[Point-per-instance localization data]
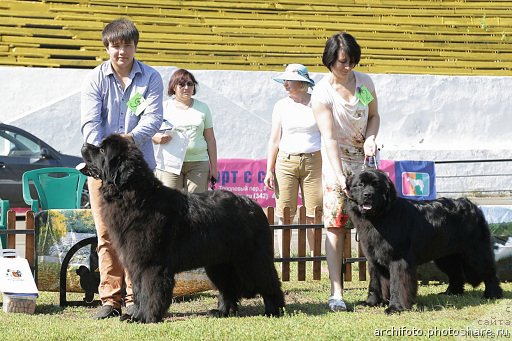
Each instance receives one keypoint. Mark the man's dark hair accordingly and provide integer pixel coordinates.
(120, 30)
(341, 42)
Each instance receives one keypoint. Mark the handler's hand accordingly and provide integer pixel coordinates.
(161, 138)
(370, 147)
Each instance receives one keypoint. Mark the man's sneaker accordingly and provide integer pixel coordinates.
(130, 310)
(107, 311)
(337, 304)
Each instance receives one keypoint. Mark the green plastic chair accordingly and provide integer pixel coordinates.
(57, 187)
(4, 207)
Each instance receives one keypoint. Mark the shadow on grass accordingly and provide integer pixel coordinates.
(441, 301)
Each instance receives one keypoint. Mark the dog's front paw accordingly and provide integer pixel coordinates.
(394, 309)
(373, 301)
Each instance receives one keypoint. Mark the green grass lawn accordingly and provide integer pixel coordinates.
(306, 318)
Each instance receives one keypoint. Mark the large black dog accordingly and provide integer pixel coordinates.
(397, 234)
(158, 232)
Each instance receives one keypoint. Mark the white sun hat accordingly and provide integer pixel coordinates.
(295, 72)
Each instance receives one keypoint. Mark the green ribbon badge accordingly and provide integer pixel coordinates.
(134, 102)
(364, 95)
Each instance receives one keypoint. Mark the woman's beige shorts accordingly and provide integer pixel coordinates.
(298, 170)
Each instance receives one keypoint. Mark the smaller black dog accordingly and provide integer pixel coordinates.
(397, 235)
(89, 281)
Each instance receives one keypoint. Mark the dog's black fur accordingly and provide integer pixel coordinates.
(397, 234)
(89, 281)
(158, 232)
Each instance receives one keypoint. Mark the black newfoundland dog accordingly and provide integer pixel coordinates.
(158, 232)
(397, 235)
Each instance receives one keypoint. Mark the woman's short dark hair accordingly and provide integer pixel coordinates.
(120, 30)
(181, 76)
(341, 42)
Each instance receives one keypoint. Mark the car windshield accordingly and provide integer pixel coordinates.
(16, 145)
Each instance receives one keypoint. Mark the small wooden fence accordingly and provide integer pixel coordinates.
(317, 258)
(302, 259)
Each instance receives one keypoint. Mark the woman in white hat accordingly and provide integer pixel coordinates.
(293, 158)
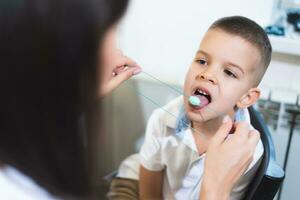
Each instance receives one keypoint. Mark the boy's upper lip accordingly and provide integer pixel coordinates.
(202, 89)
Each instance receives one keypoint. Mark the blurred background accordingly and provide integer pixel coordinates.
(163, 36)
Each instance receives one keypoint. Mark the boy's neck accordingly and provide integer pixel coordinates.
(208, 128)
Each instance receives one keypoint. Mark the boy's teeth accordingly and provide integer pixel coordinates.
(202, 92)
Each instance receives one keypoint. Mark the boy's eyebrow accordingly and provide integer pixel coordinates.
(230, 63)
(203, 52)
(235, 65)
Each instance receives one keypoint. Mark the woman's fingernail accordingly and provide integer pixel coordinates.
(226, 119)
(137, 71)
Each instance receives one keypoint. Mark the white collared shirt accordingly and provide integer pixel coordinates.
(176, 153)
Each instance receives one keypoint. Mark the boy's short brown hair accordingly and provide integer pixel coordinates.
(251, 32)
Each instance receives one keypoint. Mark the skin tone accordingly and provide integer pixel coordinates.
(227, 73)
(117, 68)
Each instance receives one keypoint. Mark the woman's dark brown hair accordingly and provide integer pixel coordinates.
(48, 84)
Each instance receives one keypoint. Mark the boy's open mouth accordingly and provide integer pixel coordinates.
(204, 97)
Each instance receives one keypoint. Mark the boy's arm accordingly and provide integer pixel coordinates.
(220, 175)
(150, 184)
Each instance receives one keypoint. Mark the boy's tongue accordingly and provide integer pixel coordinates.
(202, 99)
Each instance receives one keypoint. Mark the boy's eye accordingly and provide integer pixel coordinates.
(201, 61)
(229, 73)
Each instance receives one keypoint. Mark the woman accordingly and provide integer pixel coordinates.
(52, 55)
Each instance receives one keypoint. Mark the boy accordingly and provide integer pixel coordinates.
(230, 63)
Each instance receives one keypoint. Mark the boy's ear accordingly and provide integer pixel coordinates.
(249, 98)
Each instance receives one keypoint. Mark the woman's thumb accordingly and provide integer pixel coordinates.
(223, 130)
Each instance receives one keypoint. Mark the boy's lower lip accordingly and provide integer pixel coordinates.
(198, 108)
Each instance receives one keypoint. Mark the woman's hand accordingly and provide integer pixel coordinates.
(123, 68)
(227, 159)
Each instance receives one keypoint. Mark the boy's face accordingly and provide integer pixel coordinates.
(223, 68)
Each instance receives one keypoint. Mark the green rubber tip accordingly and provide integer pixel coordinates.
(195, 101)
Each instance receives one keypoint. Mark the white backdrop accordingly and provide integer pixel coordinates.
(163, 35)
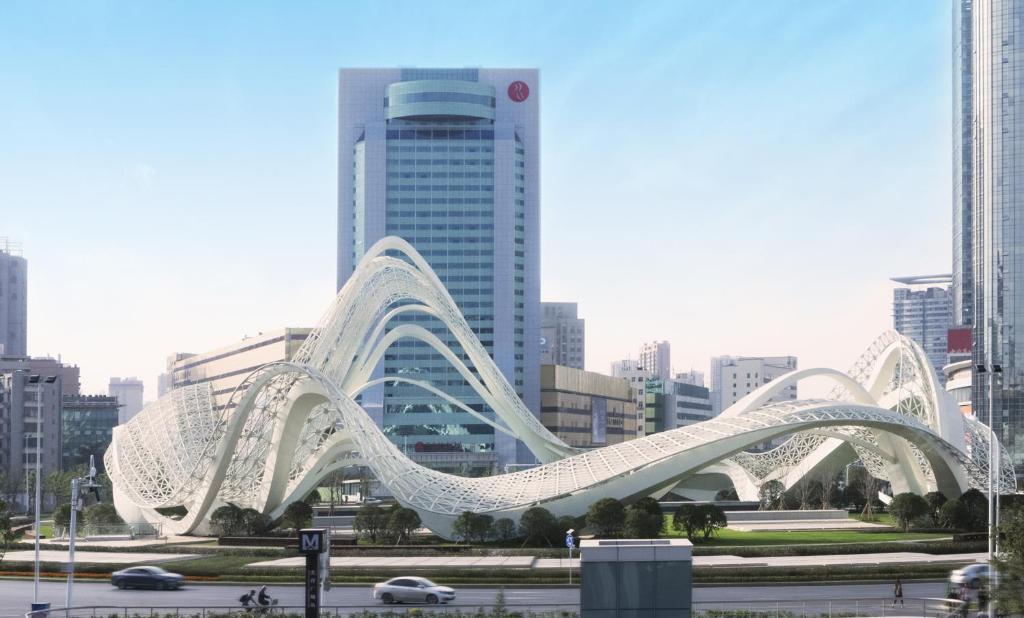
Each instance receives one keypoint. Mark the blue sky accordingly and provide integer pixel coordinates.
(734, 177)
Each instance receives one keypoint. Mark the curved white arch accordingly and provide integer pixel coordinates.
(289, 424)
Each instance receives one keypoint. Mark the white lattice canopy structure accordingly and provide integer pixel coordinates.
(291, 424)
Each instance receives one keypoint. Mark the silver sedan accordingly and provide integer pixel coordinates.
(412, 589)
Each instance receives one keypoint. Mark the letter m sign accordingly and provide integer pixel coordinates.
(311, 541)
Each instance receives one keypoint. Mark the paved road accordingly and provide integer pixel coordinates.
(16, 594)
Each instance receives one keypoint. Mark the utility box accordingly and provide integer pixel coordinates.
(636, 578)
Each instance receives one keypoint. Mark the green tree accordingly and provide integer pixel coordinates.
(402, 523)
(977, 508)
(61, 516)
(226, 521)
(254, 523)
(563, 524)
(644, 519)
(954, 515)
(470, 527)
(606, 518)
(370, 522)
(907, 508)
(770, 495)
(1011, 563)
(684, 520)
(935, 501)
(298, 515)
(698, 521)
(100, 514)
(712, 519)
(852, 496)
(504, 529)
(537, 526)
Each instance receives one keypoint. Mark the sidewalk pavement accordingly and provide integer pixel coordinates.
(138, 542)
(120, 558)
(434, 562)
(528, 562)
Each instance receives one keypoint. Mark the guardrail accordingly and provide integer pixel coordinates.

**What you will do:** Exclude the pictures. Write out the remaining data exactly.

**Answer to this problem:**
Each instance receives one keypoint. Mark the man's dark hair accordingly and provide integer pixel coordinates.
(120, 30)
(341, 42)
Each instance receives one keypoint. Mark the handler's hand accordingly and provide integer pixel coordinates.
(161, 138)
(370, 147)
Each instance receives one keypoint. Mark the man's sneaker accordingly and provide integer pixel coordinates.
(130, 310)
(107, 311)
(337, 304)
Each instance receives one keypoint. Mark the green plastic chair accordingly and provide integer pixel coordinates.
(57, 187)
(4, 207)
Each instance receives one keypoint. Mark the shadow on grass accordingly and provide integer pixel coordinates.
(441, 301)
Each instance receives one keypoint. Mark the dog's front paw accordingly and provide integer pixel coordinates.
(394, 309)
(373, 301)
Each instance receives one keypoint. Mark the green grass lawn accordingly and provide integer pixel coordinates.
(306, 318)
Each instance receives one keypoint. Mark the large black dog accordingly and provide integer pixel coordinates.
(397, 234)
(158, 232)
Each instance receives one keypoint. Mark the white sun hat accordingly and provide integer pixel coordinates.
(295, 72)
Each instance receives one keypoint. Mark the green ribbon badge accordingly and provide integer pixel coordinates.
(134, 102)
(364, 95)
Each instance receives one keypoint. Mark the woman's beige shorts accordingly and provide integer pixel coordinates.
(298, 170)
Each instance receives one keypoint. Mark the smaller black dog accordingly and provide integer pixel coordinates.
(397, 235)
(89, 281)
Each instance receives one keypoint. Mark the dog's black fur accordingly and provide integer pixel coordinates.
(397, 234)
(89, 281)
(158, 232)
Each instance receives one keypoint. Mark the black newfoundland dog accordingly and provide integer pixel coordinates.
(158, 232)
(397, 235)
Each instance receives one keypoint. Mark the woman's short dark hair accordingly and provide integer pixel coordinates.
(120, 30)
(181, 76)
(341, 42)
Each instance receives one keypoint. Mark the car windshield accordingly and provide integer pixel coordinates.
(16, 145)
Each instance receives one keypoint. Mark the small wooden fence accordingly and provide integer pixel coordinates.
(317, 258)
(302, 259)
Each instance receives one keypoint. Mark the woman in white hat accordingly and provide integer pixel coordinates.
(293, 158)
Each instance receives one keypoint. Mark the boy's upper lip accordingly and provide integer pixel coordinates.
(202, 89)
Each instance receives one keypoint. Mark the blurred background accordingly and provide integer pixel coordinates.
(163, 36)
Each instance receives one keypoint. Mark the boy's neck accordingly and provide integer pixel coordinates.
(208, 128)
Each instance receives one keypoint. Mark the boy's teeth accordingly and provide integer pixel coordinates.
(202, 92)
Each instance receives one keypoint. Mark the boy's eyebrow accordingly and provide integer pixel coordinates.
(230, 63)
(203, 52)
(235, 65)
Each instance receives one keypoint. Mark the woman's fingernail accordingly and provide integer pixel coordinates.
(226, 119)
(137, 71)
Each instance receives one keypoint. Mark the white collared shirt accordingly and provide integer pixel coordinates.
(176, 153)
Each instance receives one keypoint. Mark the boy's short brown hair accordingly and provide integer pixel coordinates.
(251, 32)
Each instance receives one keypoint. Mark the skin tone accordingly and provide integer pixel coordinates.
(227, 73)
(117, 68)
Each instance receives one keypoint. Mark the woman's dark brown hair accordingly and provide integer pixel coordinates.
(48, 84)
Each instance receives one keypoint. Mark the boy's open mouth accordingly and provide integer pixel coordinates.
(204, 97)
Each instance receives one keypoint. Mark the boy's arm accordingly and provide integer pixel coordinates.
(220, 175)
(150, 184)
Each instance receives one keypoint. Mark the boy's tongue accordingly and provide integer pixel coordinates.
(202, 99)
Each instance receives one keypoint. Mark the boy's eye accordingly and provide integer pixel coordinates.
(201, 61)
(229, 73)
Each instance receives one keypoint. Mark the woman accordingly and provide integer pixel coordinates.
(52, 55)
Each instance receives one keypoint. Mark the boy accordingly and provide integer pixel coordinates.
(230, 63)
Each instance receives one keypoint. Mark the boy's ear accordingly and provide integer pixel coordinates.
(249, 98)
Each instance receives one keypoint. Mark the woman's thumb accordingly and provide integer pixel coordinates.
(223, 130)
Each instance receives one keypoint. Mark the boy's lower lip accordingly and provide integer pixel coordinates.
(198, 108)
Each instance receives one keypoint. Mark the woman's hand accordingly and provide integer pixel coordinates.
(123, 68)
(227, 159)
Each instance receives one keypoint. Mark the boy's face accordingly and provide integer pixel coordinates.
(223, 68)
Each instance receives one keypoint. Mark the green rubber tip accordingly and provide integer pixel coordinates.
(195, 101)
Each instance receives one keypoint. Mark the white backdrop accordingly and provide integer pixel coordinates.
(163, 35)
Each instance receives one keypoint. Mark the blue sky accordingly and provide integer pixel coordinates.
(734, 177)
Each instance receives one keypoint. Mark the curved white arch accordingly and provide integer pixel coordinates.
(289, 424)
Each instance receives one keypoint. Mark the white lattice canopy structure accordingly and provide integer pixel coordinates.
(291, 424)
Each instance receives one keypoint. Mark the silver sedan accordingly and provide integer pixel coordinates.
(412, 589)
Each instance receives one keypoint. Mark the letter m sign accordingly and provide integer pixel coordinates.
(311, 541)
Each instance receives one keypoint. Mark the paved road accordingly and provide integer pixel coordinates.
(16, 594)
Each instance receives one keypoint. Mark the utility box accordingly and provide integer pixel coordinates.
(636, 578)
Each instance receives one keypoint. Mark the green tree accordingly and provide integer pixel coordinates.
(402, 523)
(977, 508)
(61, 516)
(226, 521)
(254, 523)
(563, 524)
(644, 519)
(954, 515)
(470, 527)
(606, 518)
(370, 522)
(907, 508)
(770, 495)
(1011, 563)
(684, 520)
(935, 501)
(298, 515)
(698, 521)
(100, 514)
(712, 519)
(852, 496)
(504, 529)
(537, 526)
Each instance receives one keypoint. Mark the sidewalk pavement accordingly and provide integer pixel coordinates.
(138, 542)
(120, 558)
(434, 562)
(528, 562)
Each instance receives one keypoint. Mark the guardrail accordingly and provide integer pixel coordinates.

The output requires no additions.